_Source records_
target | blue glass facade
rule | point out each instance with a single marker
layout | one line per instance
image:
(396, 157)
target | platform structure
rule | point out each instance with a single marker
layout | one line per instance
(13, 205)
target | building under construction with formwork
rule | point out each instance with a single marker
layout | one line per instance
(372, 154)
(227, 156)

_Directive_
Repeat every line of the listing above without any changes, keeping the lines in their original order.

_Exercise answer_
target | blue glass facade
rule | point out each instance with a single marker
layout | one line per instance
image:
(396, 157)
target | platform structure
rule | point out each instance with a single marker
layout | one line per instance
(13, 205)
target | building under construction with formwork
rule | point out each instance with a single marker
layout | one line per instance
(372, 154)
(227, 156)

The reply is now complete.